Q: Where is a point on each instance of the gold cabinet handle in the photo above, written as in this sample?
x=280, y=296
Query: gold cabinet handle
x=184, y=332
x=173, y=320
--*--
- _Description of the task_: All of the entries must be written out exactly as they stand.

- _Answer section_:
Q: Where is a point on each instance of the gold cabinet handle in the photo above, written as in this sample?
x=280, y=296
Query: gold cabinet handle
x=184, y=332
x=173, y=320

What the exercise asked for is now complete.